*To do:* Turn the rows below into a two-column CSV with the headers text and answer, one line per row. Put each field in double quotes and replace every line break inside a field with a space.

[Rows of labeled boxes]
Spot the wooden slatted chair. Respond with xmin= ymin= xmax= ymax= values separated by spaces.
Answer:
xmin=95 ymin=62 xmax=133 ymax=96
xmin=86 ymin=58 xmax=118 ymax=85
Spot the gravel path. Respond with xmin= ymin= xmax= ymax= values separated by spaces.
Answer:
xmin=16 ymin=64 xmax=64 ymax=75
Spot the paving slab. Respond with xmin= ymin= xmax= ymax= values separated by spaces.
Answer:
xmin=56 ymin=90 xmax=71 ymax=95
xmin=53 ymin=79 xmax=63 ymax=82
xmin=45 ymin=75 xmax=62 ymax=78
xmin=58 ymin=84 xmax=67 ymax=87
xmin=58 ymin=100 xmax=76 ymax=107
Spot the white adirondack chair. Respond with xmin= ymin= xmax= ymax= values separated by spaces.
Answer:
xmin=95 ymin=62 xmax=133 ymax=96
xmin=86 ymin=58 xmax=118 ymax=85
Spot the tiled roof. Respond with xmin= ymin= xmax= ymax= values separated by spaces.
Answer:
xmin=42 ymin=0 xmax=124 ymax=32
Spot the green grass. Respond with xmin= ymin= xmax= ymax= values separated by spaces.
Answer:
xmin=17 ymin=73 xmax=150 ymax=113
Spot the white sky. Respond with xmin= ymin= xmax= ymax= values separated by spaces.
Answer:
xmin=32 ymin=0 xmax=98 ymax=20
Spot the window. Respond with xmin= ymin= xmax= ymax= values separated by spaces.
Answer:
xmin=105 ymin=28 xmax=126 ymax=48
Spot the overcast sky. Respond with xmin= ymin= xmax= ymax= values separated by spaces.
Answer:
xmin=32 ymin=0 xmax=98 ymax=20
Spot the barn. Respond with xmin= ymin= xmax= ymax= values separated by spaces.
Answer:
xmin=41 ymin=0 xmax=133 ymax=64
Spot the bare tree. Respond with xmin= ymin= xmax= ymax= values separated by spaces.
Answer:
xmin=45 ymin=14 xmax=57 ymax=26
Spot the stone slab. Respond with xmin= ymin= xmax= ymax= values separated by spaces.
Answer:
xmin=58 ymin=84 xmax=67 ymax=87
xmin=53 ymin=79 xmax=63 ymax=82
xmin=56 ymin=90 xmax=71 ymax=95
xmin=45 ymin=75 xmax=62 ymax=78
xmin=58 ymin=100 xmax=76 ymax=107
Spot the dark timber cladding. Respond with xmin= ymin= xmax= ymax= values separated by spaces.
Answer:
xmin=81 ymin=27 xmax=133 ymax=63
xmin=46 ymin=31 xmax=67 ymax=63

*Expected answer:*
text,answer
"Spot the wooden slatted chair. Respond with xmin= ymin= xmax= ymax= values separated by spaces. Answer:","xmin=95 ymin=62 xmax=133 ymax=96 xmin=86 ymin=58 xmax=118 ymax=85"
"Spot the gravel path. Respond with xmin= ymin= xmax= ymax= values separated by spaces. Answer:","xmin=16 ymin=64 xmax=64 ymax=75"
"Spot the paving slab. Respond with xmin= ymin= xmax= ymax= values separated by spaces. Answer:","xmin=56 ymin=90 xmax=71 ymax=95 xmin=53 ymin=79 xmax=63 ymax=82 xmin=45 ymin=75 xmax=62 ymax=78 xmin=58 ymin=84 xmax=67 ymax=87 xmin=58 ymin=100 xmax=76 ymax=107"
"Spot the white adirondack chair. Respond with xmin= ymin= xmax= ymax= values separated by spaces. Answer:","xmin=95 ymin=62 xmax=133 ymax=96 xmin=86 ymin=58 xmax=118 ymax=85"
"Spot the tiled roof. Respond with xmin= ymin= xmax= ymax= values separated by spaces. Answer:","xmin=42 ymin=0 xmax=124 ymax=32"
"Spot the green grass. Respond with xmin= ymin= xmax= ymax= values separated by spaces. Answer:","xmin=17 ymin=73 xmax=150 ymax=113"
"Spot the white sky. Respond with xmin= ymin= xmax= ymax= values separated by spaces. Answer:","xmin=32 ymin=0 xmax=98 ymax=20"
"Spot the window. Respond with xmin= ymin= xmax= ymax= values separated by spaces. Answer:","xmin=105 ymin=28 xmax=126 ymax=48"
"Spot the overcast sky. Respond with xmin= ymin= xmax= ymax= values separated by spaces. Answer:","xmin=32 ymin=0 xmax=98 ymax=20"
"Spot the barn. Respond with xmin= ymin= xmax= ymax= values separated by spaces. Answer:","xmin=41 ymin=0 xmax=133 ymax=64"
"Spot the bare tree. Respond with xmin= ymin= xmax= ymax= values separated by spaces. Answer:","xmin=45 ymin=14 xmax=57 ymax=26"
"Spot the stone slab. Respond with xmin= ymin= xmax= ymax= values separated by spaces. Answer:","xmin=58 ymin=84 xmax=67 ymax=87 xmin=53 ymin=79 xmax=63 ymax=82 xmin=56 ymin=90 xmax=71 ymax=95 xmin=45 ymin=75 xmax=62 ymax=78 xmin=58 ymin=100 xmax=76 ymax=107"
"Spot the dark timber cladding. Respond with xmin= ymin= xmax= ymax= values separated by spaces. Answer:","xmin=81 ymin=27 xmax=133 ymax=63 xmin=46 ymin=31 xmax=67 ymax=63"